**Text segment**
[Start of Attachment]
Spectrum News: N.Y. pols to spar over affordability, insurance reforms as they return to Albany
By: Kate Lisa
With Wednesday's start of the 2026 legislative session, "affordability" is the word political leaders and activists expect will be bouncing off the halls of the state Capitol for the second year running.
Gov. Kathy Hochul and legislative leaders are preparing for their annual fiscal spar over the state budget due April 1, and how to ease the burden on New Yorkers struggling to keep up with the state's high cost of living.
"For us, affordability is going to be the No. 1 issue," Paul Zuber, executive vice president of the Business Council of New York State, told Spectrum News 1.
Everything is too expensive from child care, health care to insurance, and New Yorkers want relief.
The Business Council backs a proposal to legalize licenses for grocery stores to sell wine. The proposal is popular across the aisle, as a recent Siena University poll showed more than 75% of New Yorkers back wine in supermarkets. New York is one of just 10 U.S. states that don't permit it.
Zuber said the change is needed more than ever with less funding from Washington, including new costs to the state for food stamps.
[End of Attachment]
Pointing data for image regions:
[Start of Attachment]
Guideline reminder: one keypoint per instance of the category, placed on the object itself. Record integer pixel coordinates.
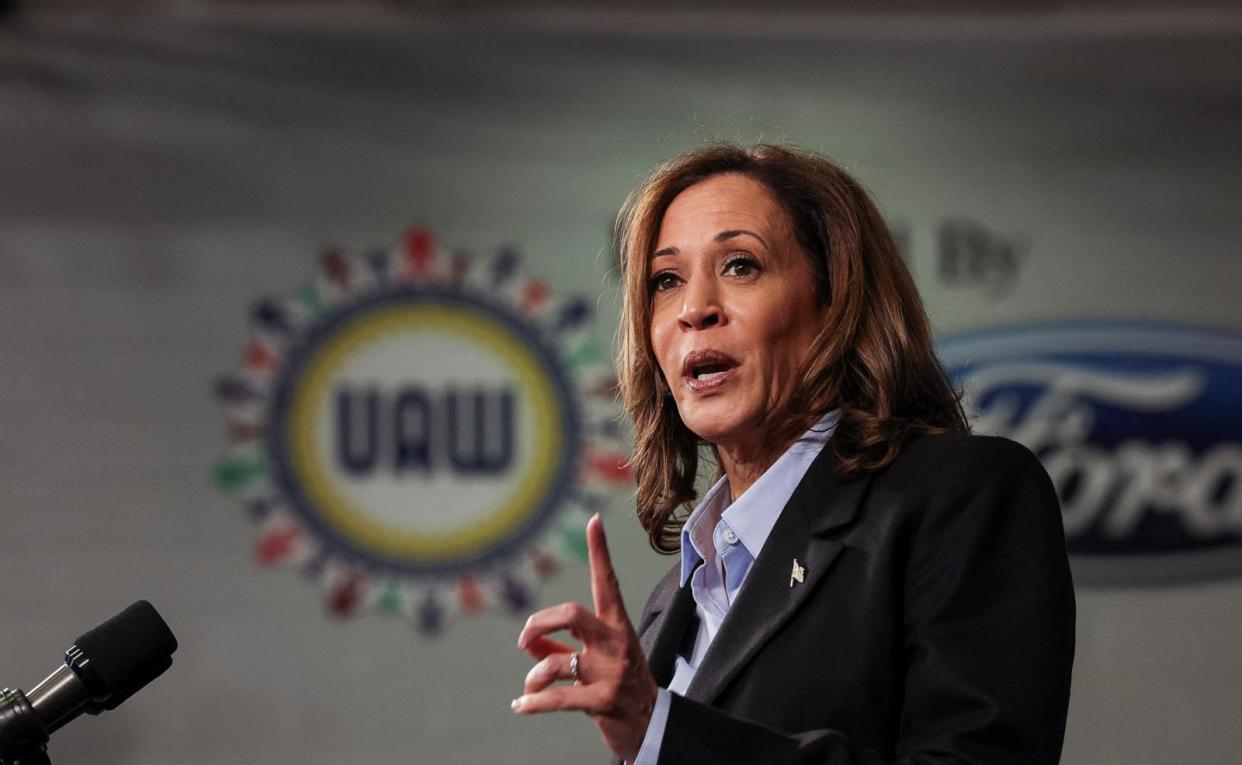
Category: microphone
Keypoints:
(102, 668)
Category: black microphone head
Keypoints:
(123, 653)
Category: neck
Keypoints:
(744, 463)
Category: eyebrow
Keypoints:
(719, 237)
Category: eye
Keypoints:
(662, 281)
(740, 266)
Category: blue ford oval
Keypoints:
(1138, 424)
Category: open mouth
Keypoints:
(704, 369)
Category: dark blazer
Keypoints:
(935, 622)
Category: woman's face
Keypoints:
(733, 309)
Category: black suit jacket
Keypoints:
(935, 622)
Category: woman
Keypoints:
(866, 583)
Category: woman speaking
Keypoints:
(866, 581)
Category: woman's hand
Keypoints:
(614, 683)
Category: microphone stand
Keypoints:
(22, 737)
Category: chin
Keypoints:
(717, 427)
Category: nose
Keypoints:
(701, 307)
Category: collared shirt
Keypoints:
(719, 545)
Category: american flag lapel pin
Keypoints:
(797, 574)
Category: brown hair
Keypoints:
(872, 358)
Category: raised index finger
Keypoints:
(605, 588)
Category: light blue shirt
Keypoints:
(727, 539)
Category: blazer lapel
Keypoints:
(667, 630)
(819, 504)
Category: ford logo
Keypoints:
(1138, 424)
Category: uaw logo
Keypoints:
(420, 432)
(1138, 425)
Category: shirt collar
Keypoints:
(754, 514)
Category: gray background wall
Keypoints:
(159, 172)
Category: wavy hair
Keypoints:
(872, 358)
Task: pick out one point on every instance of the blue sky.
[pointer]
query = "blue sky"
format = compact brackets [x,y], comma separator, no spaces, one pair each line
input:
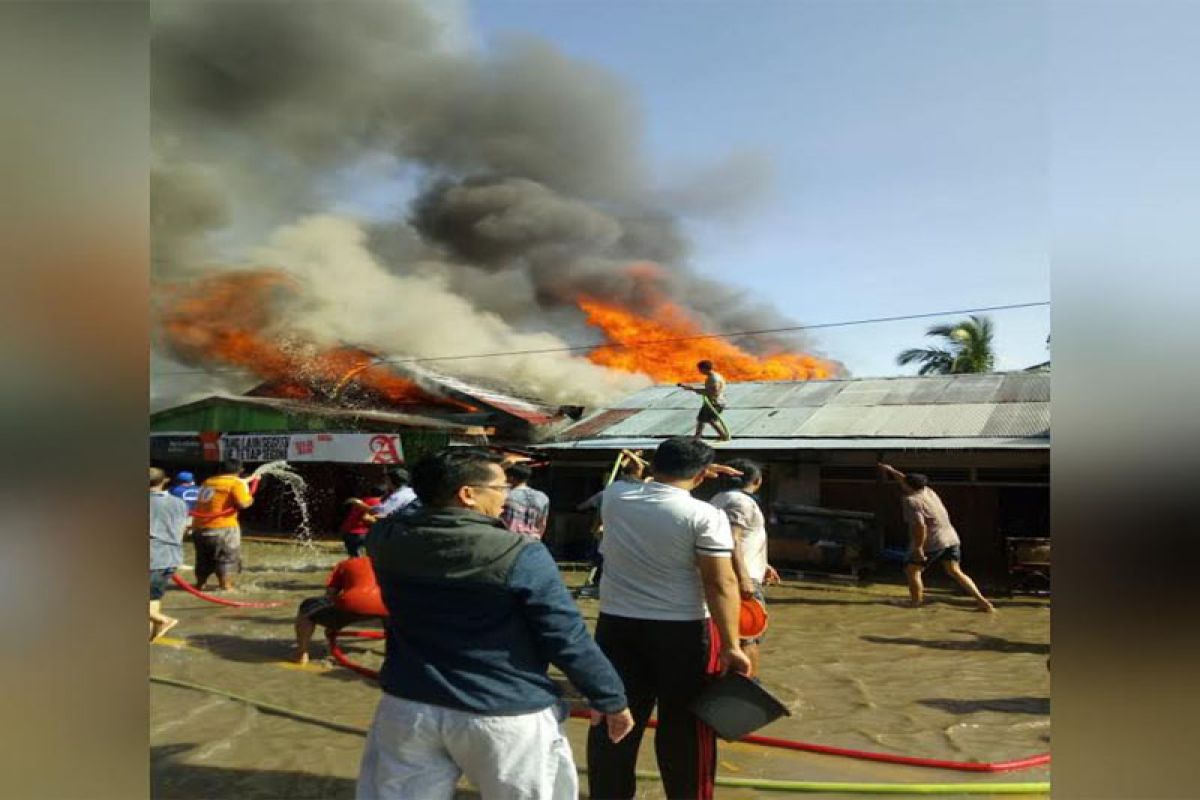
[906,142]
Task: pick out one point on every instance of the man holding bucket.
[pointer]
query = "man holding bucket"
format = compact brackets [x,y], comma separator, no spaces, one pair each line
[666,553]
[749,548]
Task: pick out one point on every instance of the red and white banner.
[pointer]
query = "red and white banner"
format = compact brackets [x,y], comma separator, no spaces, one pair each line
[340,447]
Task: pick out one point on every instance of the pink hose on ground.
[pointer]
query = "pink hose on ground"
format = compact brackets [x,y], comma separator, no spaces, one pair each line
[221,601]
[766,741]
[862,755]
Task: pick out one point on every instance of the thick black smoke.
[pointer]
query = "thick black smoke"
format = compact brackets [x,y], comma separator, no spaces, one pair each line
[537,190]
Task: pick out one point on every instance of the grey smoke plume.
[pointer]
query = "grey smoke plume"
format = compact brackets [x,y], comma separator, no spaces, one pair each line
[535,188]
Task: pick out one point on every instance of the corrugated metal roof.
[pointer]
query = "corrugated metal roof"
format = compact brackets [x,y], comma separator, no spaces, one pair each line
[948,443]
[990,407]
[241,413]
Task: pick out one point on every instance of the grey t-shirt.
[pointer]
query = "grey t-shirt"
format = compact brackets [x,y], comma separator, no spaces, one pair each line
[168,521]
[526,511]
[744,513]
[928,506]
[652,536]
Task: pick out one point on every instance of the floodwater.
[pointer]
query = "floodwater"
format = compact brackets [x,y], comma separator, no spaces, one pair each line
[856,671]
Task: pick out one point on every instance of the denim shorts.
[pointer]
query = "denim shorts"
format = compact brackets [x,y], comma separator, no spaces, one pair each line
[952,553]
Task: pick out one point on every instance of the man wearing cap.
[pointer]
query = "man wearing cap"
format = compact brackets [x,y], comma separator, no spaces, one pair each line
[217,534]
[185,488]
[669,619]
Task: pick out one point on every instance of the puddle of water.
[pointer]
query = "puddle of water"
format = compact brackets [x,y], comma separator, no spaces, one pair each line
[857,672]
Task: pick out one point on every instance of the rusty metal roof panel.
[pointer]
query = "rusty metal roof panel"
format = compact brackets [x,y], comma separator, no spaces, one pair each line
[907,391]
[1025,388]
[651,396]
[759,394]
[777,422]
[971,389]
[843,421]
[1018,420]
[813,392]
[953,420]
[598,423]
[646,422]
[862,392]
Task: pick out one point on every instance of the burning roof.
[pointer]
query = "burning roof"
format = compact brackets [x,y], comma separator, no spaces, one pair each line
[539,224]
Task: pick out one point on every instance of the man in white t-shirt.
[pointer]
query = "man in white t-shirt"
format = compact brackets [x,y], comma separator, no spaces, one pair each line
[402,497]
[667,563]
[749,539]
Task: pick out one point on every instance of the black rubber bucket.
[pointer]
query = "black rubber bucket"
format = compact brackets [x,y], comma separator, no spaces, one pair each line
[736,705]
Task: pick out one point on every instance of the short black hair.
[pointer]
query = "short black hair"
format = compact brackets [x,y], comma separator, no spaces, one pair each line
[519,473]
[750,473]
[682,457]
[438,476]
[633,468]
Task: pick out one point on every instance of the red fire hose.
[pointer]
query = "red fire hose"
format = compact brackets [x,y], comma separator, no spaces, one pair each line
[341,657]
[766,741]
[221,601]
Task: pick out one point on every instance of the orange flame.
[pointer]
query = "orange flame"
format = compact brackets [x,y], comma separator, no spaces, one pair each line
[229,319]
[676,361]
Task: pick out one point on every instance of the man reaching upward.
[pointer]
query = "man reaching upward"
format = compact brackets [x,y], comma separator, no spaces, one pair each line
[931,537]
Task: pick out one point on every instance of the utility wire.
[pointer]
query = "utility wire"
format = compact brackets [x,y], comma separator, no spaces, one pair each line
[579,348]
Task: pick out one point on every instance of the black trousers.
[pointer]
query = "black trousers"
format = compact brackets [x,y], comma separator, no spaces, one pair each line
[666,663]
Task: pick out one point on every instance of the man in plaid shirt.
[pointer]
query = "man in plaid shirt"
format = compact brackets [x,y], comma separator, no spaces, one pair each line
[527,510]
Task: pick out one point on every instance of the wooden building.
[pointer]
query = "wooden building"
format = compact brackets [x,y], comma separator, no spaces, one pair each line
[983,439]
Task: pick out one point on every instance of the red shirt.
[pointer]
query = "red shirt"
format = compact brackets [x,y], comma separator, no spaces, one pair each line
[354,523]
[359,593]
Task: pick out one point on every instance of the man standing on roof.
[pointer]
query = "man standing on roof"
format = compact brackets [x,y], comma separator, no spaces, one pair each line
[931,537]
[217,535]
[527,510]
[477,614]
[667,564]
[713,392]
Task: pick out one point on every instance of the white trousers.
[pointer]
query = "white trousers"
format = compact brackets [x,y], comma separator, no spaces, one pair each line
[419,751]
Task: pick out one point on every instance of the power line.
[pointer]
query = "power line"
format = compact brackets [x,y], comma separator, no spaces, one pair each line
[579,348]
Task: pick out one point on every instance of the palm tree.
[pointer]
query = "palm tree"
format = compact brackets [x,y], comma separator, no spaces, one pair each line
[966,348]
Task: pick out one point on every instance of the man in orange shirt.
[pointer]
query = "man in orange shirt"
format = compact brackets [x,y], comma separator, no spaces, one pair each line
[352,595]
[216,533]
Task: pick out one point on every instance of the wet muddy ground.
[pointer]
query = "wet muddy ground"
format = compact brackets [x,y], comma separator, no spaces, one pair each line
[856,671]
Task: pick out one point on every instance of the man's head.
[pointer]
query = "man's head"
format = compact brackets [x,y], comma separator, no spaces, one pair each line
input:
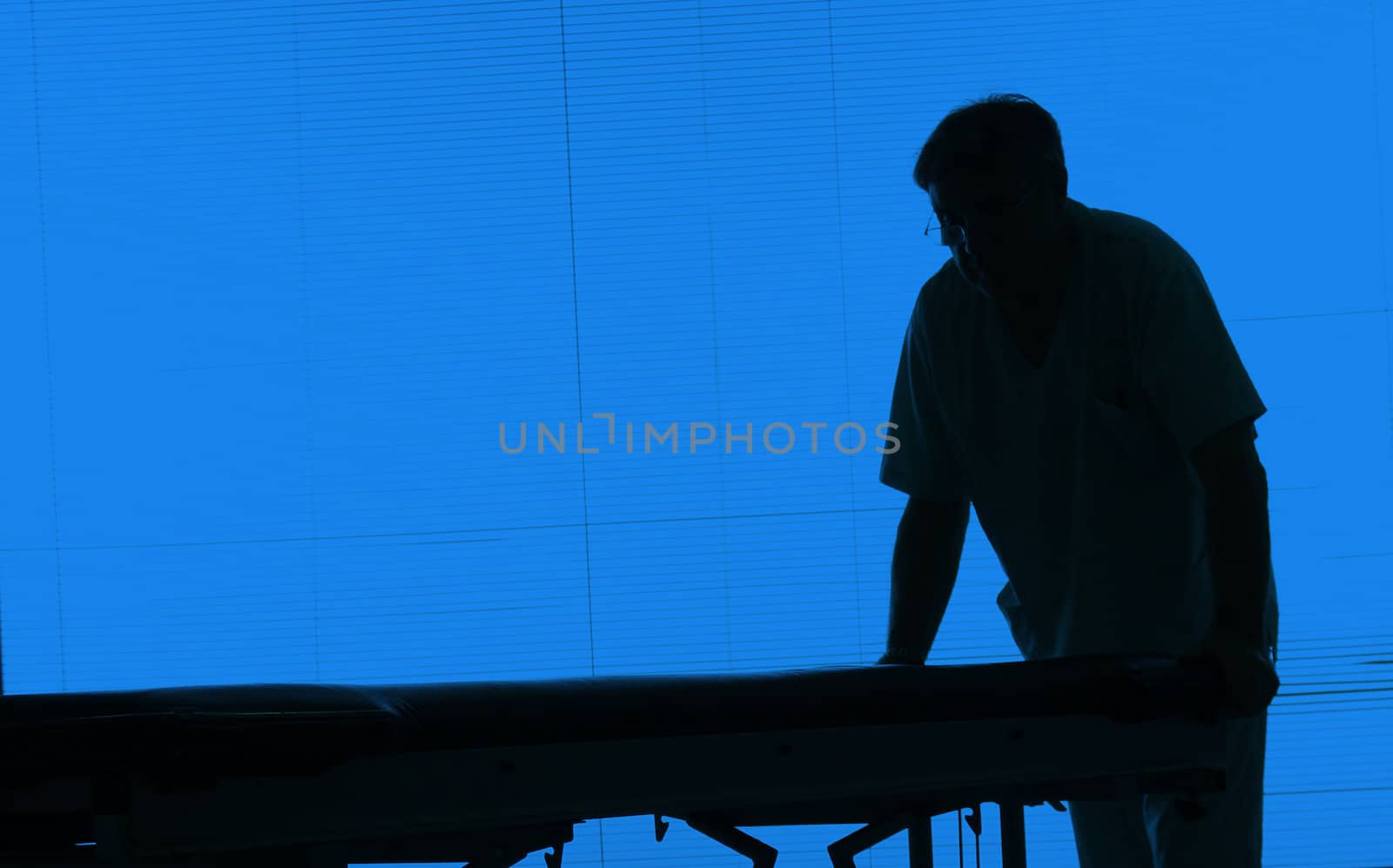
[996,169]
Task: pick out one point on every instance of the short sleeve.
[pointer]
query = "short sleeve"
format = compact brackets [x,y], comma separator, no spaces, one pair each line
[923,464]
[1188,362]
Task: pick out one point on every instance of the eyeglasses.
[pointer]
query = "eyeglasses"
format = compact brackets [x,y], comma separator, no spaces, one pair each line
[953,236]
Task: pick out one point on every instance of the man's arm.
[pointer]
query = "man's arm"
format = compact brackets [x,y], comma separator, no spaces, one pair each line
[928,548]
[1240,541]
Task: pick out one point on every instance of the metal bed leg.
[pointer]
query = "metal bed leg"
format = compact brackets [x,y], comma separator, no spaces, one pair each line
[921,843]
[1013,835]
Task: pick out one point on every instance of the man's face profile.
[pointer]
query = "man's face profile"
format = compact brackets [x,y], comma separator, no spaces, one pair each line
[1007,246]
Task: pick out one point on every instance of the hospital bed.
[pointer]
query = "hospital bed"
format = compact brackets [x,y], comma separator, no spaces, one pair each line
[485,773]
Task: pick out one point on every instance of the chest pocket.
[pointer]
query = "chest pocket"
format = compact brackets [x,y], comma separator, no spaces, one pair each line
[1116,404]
[End of Attachment]
**Aim of the task**
Quote the passage of the legislative session article starting at "The Business Council backs" and ending at "for food stamps.". This material was taken from a separate source.

**Result**
The Business Council backs a proposal to legalize licenses for grocery stores to sell wine. The proposal is popular across the aisle, as a recent Siena University poll showed more than 75% of New Yorkers back wine in supermarkets. New York is one of just 10 U.S. states that don't permit it.
Zuber said the change is needed more than ever with less funding from Washington, including new costs to the state for food stamps.